▶ _What is expected_:
Please answer from the blog post on Sandy and memory below: according to the quotation it attributes to Jorge Luis Borges, what do you actually remember each time you recall a memory?

▶ _Text under study_:
========

Like so many natural events, wars included, of the past twenty years - Sandy was packaged and delivered to us through a thousand different filters.  And I am not here to cry harm or foul; it's an antique critique, that our life is over mediated.  It would also be painfully ironic: you're reading a blog post written on a keyboard in Arlington, VA, about events in New York City, that has been stored on a server somewhere probably in California, and then likely beamed to your internet connection from a satellite in space.

No, what I mean to point out is something I remember from a quotation by Jorge Luis Borges.  He said that every time you remember a memory, you actually only remember the last retelling of that memory, not the experience itself.  This is an operative point in the use of journaling to handle emotionally charged events: rather than actually reliving the event, you re-write it (potentially).  You add perspective, context, retrospect, commentary.  You remake the event with all the tools at your disposal.  In your recollection of a traumatic event, the moment where the end result becomes inevitable - the point at which you began to nod off at the wheel, the point where you angrily decided to smash a glass into the wall, the moment when you picked up the phone to receive horribly disturbing news - becomes significant, whereas before it was merely an event like any other.  At moments like this, you are a time traveller - you change time, or at least your recollection of it.  You change your own history.  You change the past.

(Even God doesn't work that way.  He changes the future, maybe; but I don't recall any bible stories in which God says, "Oh, that thing you remember?  It didn't actually happen that way."  Maybe I'm wrong.  Lazarus' death got re-written, "No he's just sleeping!"  I'm open to other corrections.  But I think the Big Guy's main focus is on changing the future.  If you do this, or don't do that - then this other thing will - or won't - happen.)

Admittedly, I'm playing word games here.  Of course you're not really changing the past.  But you are changing your understanding of the past, and by so doing so you're changing yourself - which is the only thing that remains.  The past is gone.  Our only remnant of it is the world we have before us.  And if we embrace it as a new thing, does it actually become a new thing?  Or is it more accurate to say that the thing itself is the same, but we've created a new relationship to the thing?  And in the end, which really matters more?

========

▶ _Provided data_:

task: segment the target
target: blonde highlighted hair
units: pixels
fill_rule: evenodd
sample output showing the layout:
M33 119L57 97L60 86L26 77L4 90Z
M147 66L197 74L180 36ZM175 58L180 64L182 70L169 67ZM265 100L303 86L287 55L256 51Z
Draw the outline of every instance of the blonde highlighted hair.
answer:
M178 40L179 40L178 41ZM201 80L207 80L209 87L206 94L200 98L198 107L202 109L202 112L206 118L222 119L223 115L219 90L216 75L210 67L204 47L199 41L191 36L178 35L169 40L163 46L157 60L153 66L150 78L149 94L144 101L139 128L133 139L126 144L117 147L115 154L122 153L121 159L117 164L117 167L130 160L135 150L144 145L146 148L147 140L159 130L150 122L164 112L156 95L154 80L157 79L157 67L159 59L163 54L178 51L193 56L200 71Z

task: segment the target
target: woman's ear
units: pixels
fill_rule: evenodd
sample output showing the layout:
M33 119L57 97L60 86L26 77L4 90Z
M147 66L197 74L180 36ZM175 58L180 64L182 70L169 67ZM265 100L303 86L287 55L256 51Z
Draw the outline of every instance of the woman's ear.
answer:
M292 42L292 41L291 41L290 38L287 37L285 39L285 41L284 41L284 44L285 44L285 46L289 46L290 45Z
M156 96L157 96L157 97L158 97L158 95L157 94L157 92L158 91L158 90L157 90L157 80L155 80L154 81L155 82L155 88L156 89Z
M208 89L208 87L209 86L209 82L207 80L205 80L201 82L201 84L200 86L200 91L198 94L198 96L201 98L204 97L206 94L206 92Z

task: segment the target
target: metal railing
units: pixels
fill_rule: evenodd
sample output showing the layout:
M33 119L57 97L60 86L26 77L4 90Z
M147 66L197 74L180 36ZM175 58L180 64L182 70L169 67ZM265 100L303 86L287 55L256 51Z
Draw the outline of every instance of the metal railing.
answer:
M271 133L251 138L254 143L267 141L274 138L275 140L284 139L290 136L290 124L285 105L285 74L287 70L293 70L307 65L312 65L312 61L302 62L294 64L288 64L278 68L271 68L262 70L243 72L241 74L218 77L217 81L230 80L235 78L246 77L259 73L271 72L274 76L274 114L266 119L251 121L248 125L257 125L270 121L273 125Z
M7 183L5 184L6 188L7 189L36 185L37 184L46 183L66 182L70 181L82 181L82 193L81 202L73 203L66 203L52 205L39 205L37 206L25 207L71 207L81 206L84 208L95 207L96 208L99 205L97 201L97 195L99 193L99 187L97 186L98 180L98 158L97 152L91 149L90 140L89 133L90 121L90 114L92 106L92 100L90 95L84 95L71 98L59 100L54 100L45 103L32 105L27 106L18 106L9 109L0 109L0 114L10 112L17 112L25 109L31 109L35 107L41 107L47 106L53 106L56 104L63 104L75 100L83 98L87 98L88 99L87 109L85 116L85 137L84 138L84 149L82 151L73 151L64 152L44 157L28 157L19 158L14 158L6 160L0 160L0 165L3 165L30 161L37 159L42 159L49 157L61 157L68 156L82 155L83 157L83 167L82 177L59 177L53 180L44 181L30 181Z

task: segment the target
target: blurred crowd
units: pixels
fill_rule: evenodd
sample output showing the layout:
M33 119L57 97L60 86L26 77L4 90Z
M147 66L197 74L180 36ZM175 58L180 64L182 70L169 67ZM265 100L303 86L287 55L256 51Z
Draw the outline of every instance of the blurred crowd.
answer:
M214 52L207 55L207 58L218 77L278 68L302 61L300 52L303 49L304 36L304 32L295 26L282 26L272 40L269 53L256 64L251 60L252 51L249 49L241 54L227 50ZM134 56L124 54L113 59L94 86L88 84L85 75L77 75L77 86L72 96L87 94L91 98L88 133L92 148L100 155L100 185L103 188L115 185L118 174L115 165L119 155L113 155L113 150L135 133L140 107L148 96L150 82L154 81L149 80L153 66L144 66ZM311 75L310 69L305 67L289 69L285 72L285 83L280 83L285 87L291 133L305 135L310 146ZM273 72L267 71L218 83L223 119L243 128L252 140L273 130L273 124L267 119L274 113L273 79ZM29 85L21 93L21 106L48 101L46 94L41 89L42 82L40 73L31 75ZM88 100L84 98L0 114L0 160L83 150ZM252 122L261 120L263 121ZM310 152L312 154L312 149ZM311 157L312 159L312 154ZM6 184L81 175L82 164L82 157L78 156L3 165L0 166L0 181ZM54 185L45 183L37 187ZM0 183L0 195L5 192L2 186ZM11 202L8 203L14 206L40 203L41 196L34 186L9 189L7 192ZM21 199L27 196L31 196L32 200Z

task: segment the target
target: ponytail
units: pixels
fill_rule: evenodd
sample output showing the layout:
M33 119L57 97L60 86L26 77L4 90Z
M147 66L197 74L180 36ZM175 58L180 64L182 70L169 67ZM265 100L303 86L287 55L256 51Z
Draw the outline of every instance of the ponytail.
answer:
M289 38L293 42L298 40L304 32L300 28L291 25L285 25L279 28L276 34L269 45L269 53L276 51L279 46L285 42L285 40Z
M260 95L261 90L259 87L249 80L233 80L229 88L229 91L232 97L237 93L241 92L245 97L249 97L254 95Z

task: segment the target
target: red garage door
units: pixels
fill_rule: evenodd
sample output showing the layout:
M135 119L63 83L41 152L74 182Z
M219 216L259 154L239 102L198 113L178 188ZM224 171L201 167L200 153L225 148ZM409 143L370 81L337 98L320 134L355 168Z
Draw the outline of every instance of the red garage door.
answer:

========

▶ _Response to the task_:
You remember only the last retelling of that memory, not the experience itself.